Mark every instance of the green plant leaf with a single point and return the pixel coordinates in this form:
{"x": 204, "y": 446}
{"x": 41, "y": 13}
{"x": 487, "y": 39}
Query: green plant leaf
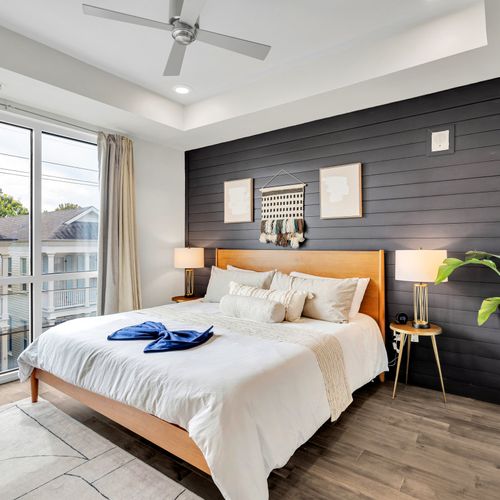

*What the task asks:* Reproduce every line of the records above verbatim, leaving out the pictures.

*Full output:*
Mark every instance of the green plant leaf with a single point and return the pixel coordinates in this form:
{"x": 204, "y": 446}
{"x": 41, "y": 13}
{"x": 487, "y": 39}
Query: green plant leaf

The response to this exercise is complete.